→ **Problem description**
Write out every line from the start of the lines down to the one containing "box: [3, 320, 860, 483]", both included, character for character. Leave the pictures out of your answer.

Items stored from a collection
● ● ● ●

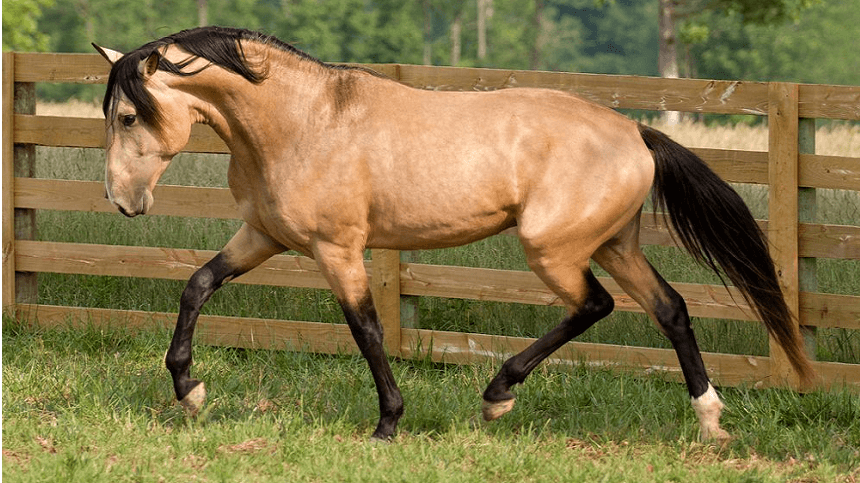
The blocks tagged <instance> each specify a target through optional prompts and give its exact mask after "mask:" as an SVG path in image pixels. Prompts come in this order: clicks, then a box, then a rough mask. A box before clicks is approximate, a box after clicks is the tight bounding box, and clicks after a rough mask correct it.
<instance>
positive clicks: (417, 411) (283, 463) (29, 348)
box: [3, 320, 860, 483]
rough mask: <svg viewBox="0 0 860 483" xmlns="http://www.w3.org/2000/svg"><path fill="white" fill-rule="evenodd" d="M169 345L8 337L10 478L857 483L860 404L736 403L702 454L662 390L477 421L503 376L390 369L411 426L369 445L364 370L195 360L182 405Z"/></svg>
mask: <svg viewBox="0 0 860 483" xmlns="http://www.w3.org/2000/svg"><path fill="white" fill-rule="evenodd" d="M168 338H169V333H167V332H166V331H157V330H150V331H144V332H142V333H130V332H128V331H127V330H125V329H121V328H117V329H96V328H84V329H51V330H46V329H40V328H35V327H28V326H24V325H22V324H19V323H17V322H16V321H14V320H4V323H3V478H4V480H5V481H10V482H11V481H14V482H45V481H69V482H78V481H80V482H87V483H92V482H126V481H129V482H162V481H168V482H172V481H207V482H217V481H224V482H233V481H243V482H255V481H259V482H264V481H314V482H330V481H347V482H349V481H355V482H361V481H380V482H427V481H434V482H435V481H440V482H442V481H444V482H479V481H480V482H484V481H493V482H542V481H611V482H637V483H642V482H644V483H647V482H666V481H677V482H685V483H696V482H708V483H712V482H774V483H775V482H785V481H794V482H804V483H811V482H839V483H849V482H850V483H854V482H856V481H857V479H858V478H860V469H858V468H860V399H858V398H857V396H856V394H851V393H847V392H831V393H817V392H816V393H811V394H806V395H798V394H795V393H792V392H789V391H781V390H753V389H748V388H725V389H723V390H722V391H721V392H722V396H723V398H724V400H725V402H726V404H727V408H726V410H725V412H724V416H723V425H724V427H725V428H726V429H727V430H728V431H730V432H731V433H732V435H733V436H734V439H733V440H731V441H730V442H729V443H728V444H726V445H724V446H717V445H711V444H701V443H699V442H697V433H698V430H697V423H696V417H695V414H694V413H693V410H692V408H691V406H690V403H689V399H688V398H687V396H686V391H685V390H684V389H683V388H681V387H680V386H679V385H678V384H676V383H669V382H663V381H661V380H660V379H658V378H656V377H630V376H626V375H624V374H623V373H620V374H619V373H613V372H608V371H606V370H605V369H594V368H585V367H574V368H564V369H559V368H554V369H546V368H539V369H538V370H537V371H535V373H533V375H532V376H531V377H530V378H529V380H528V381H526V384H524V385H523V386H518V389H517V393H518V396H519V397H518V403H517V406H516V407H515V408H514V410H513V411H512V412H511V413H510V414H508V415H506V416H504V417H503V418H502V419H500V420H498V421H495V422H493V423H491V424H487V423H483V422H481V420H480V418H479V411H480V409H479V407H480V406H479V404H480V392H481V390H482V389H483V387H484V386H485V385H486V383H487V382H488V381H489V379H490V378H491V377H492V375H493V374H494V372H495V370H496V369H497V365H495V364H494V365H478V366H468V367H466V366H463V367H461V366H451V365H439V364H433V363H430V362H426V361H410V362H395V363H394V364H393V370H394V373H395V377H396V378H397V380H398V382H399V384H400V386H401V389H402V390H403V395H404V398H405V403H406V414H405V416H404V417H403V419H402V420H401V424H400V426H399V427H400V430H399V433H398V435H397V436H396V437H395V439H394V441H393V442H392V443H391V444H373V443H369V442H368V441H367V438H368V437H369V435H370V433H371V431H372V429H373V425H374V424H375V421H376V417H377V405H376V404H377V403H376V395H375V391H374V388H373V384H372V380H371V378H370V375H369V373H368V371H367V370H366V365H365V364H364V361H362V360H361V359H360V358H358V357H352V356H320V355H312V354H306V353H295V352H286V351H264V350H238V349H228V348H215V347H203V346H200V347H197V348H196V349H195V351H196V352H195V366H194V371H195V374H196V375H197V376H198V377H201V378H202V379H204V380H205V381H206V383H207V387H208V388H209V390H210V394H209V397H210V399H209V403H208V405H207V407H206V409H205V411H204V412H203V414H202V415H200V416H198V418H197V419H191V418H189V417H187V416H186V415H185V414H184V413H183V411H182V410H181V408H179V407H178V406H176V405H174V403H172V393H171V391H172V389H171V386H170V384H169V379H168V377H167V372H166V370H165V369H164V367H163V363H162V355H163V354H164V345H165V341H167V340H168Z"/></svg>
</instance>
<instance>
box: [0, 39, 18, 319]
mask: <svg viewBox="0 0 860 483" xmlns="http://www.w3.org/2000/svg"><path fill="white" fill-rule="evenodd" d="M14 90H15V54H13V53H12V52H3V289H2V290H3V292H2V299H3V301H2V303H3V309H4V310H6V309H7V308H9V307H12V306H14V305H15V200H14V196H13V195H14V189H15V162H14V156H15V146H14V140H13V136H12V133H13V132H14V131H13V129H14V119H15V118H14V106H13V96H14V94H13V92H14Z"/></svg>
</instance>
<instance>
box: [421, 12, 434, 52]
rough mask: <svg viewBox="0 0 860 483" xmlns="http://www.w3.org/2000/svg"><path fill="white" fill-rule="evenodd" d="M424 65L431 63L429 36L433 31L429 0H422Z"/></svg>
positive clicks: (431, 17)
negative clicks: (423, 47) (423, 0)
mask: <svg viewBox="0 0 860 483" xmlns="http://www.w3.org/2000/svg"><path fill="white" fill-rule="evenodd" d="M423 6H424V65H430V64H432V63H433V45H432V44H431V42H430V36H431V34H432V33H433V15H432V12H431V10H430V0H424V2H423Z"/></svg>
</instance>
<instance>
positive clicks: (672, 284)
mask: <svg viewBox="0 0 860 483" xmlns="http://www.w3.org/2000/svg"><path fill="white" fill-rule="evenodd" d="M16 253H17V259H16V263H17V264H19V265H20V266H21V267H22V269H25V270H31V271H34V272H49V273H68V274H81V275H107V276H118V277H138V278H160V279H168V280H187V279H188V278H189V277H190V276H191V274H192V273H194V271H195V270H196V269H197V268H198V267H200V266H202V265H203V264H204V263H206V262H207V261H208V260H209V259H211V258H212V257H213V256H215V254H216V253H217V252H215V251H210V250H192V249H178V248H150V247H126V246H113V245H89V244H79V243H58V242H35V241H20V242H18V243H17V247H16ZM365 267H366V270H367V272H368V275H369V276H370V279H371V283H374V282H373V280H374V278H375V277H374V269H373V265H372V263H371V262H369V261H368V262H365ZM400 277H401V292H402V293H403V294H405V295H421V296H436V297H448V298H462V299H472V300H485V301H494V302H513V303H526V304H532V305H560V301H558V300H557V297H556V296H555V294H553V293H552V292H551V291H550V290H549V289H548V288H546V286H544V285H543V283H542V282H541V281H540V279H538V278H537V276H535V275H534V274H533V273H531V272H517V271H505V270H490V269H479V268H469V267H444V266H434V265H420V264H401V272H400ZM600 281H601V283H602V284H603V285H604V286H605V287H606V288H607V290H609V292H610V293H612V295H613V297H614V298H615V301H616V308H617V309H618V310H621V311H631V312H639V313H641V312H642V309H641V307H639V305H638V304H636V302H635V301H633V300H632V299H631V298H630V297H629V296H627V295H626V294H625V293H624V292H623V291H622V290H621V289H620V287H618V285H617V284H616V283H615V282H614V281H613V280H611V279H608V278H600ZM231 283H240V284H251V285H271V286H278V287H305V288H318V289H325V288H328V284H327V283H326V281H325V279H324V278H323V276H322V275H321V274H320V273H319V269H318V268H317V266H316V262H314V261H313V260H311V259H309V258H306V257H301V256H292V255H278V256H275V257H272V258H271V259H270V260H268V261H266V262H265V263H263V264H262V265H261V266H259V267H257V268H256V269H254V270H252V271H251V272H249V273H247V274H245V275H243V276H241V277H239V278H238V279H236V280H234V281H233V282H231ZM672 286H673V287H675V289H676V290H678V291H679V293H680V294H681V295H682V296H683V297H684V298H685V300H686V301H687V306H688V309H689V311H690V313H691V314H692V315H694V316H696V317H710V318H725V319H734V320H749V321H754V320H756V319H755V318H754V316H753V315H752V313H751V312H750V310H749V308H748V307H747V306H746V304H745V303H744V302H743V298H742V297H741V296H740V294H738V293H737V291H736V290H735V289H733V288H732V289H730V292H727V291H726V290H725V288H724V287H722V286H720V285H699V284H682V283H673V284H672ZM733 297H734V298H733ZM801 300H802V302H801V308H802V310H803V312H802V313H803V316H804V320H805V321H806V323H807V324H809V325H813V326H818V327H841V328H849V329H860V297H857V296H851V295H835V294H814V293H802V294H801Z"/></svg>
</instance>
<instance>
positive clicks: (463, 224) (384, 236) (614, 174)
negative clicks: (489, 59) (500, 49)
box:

● ● ● ●

→ **Answer section**
The blocks tagged <instance> each specify a target through optional prompts and give its exact mask after "mask:" as an SVG path in image pixels. Prompts come in this order: clicks, then a box, then a rough mask. A box before clicks is approximate, a box after clicks is the tight bounding box, and clicks after a rough mask correct it.
<instance>
positive clicks: (417, 411) (283, 463) (29, 348)
box: [3, 320, 860, 483]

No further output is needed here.